* _TASK DETAILS_:
Can you render the lines starting at the one containing "of the thin" and ending at the one containing "294), (473, 292)]" as a two-column CSV with the headers query_text and outline? Use one row for each text and its answer, with each value in its own quoted field and line breaks turned into spaces.
-------
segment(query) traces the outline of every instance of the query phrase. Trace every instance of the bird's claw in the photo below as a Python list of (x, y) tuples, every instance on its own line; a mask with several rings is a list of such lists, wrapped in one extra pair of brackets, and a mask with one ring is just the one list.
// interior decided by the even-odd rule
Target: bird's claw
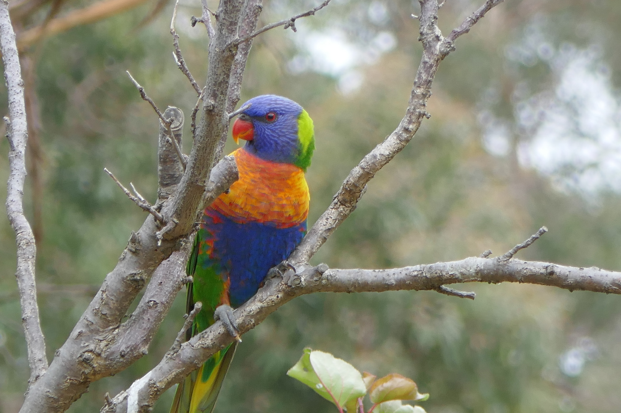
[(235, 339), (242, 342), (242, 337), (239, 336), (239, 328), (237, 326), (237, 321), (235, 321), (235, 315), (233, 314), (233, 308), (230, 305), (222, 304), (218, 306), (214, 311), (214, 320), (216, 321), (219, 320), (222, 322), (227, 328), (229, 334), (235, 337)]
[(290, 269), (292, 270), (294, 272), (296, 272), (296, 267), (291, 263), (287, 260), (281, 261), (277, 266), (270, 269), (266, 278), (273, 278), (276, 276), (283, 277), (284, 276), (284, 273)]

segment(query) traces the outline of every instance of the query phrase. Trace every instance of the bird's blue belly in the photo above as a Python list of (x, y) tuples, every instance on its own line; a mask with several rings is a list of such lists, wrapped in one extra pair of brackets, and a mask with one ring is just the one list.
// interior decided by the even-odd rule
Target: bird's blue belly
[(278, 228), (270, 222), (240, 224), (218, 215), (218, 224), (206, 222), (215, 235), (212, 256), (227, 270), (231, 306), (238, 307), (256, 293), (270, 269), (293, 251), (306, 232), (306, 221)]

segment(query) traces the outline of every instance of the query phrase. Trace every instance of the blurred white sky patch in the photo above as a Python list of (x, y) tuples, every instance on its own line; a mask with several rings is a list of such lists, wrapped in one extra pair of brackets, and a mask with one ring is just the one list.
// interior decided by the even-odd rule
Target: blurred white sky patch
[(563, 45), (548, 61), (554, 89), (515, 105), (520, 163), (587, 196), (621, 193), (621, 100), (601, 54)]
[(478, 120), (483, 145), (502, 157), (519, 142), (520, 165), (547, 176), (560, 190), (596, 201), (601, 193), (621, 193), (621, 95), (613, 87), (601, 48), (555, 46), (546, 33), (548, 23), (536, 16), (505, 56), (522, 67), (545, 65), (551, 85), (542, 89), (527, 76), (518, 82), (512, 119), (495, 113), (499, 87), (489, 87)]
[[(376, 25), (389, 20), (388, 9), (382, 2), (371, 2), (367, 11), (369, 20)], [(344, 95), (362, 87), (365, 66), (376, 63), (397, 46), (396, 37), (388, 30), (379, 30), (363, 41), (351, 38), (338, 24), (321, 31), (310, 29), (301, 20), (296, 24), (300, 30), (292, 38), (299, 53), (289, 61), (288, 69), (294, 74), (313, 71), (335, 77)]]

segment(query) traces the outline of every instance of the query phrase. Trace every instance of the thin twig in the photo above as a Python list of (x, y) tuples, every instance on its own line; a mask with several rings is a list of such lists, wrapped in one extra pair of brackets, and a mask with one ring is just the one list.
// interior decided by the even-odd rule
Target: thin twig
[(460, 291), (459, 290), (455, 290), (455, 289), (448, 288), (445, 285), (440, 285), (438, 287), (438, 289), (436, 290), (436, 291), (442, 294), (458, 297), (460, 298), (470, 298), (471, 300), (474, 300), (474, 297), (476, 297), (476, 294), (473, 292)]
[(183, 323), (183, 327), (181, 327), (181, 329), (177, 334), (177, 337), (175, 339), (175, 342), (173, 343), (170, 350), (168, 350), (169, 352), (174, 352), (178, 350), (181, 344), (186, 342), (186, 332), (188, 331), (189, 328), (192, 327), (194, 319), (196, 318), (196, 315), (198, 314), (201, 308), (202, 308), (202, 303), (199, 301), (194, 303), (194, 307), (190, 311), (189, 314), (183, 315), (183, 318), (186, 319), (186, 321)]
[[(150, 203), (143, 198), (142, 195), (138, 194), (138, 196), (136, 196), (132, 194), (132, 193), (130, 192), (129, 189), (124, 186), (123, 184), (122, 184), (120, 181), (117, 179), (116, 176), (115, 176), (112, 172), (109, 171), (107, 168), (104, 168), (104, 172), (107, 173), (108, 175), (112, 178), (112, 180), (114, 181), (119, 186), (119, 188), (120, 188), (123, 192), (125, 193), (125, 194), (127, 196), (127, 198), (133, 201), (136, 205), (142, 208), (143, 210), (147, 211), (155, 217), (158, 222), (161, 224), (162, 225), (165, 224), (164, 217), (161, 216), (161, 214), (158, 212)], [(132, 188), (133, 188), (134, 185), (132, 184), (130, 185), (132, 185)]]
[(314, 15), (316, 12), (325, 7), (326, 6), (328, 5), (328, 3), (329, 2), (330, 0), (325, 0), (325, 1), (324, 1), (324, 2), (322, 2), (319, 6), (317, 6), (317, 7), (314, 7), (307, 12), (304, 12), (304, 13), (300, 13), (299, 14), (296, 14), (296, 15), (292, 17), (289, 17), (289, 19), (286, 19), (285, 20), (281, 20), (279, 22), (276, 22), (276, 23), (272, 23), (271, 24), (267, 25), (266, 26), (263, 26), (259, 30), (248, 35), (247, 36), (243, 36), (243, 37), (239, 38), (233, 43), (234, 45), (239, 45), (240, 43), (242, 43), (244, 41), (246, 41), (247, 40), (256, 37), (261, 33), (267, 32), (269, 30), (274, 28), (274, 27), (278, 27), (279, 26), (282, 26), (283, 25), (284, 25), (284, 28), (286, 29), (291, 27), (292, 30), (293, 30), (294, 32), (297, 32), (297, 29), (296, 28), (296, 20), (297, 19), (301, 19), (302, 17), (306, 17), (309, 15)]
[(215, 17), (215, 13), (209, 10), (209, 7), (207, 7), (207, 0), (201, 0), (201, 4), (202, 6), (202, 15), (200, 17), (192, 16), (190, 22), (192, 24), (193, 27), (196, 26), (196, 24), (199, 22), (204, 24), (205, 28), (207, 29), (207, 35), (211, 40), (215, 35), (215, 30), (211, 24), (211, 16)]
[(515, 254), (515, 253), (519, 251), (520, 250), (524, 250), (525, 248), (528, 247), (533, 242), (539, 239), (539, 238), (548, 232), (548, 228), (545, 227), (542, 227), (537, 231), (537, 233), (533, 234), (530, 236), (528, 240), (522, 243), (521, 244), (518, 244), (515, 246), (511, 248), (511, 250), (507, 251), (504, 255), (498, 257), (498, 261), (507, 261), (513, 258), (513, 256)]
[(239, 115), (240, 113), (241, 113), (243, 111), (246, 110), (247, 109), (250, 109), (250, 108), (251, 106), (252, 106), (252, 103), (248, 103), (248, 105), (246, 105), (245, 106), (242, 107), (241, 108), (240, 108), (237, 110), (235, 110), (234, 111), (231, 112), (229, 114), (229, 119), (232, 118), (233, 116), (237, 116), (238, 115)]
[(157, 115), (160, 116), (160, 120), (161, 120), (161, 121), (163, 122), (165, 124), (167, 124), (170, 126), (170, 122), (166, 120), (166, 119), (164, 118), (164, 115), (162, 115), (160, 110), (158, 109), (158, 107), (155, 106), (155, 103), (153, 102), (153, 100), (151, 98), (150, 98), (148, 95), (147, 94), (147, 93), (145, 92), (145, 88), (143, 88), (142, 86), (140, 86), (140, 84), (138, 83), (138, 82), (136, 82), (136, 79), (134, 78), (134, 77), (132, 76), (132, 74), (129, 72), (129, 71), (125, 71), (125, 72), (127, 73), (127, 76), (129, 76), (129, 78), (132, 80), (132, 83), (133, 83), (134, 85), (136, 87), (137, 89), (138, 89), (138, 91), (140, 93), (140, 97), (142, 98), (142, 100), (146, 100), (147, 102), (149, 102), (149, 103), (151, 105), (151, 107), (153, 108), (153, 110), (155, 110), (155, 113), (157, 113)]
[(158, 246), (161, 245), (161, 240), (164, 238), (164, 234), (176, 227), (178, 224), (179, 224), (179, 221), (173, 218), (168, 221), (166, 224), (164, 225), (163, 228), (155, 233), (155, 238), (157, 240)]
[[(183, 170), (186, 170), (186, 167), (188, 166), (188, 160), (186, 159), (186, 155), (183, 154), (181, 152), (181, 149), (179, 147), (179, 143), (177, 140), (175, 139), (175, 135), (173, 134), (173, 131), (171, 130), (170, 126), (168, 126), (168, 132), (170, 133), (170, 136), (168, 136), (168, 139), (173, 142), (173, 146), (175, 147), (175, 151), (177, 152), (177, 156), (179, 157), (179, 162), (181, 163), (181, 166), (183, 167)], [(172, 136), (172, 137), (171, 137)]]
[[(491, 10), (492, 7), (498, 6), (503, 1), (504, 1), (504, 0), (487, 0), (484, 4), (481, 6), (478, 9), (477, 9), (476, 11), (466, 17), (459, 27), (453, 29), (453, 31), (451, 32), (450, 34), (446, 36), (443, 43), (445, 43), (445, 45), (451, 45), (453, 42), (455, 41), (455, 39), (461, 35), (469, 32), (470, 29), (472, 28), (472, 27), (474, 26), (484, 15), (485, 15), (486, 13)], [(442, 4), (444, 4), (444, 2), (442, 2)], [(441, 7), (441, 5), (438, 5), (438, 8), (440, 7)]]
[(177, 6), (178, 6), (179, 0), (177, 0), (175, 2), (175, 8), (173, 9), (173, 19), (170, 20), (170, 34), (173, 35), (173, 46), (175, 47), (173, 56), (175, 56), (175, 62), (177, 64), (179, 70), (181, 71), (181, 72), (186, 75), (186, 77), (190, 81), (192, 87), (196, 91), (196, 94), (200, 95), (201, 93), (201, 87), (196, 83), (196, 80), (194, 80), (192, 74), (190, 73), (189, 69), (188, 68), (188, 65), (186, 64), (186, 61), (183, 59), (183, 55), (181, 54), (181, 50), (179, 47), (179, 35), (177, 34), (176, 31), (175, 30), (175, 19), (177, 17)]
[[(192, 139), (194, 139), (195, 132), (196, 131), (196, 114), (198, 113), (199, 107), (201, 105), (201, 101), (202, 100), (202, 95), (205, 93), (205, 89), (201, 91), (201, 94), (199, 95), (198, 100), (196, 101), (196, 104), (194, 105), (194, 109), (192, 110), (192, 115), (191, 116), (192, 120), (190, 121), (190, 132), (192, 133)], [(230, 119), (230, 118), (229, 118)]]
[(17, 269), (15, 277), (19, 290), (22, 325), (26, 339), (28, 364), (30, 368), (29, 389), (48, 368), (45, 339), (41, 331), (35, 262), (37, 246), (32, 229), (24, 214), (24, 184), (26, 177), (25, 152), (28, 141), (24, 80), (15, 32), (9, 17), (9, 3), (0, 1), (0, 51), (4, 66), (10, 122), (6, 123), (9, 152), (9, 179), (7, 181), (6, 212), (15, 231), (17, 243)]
-------
* _FINISHED EXERCISE_:
query_text,outline
"segment(query) traces the outline of every instance of the query phrase. Trace every instance of the thin twig in the photo above as a Python list of (x, y) tuples, every instance on its own line; a mask with several rings is a list of such lists, wrapped in one extra pair of brackets, and a mask with one ring is just the one list. // interior decided by the even-odd rule Target: thin twig","[(460, 291), (459, 290), (455, 290), (455, 289), (448, 288), (445, 285), (440, 285), (438, 287), (438, 289), (436, 290), (436, 291), (442, 294), (458, 297), (460, 298), (470, 298), (471, 300), (474, 300), (474, 297), (476, 297), (476, 294), (473, 292)]"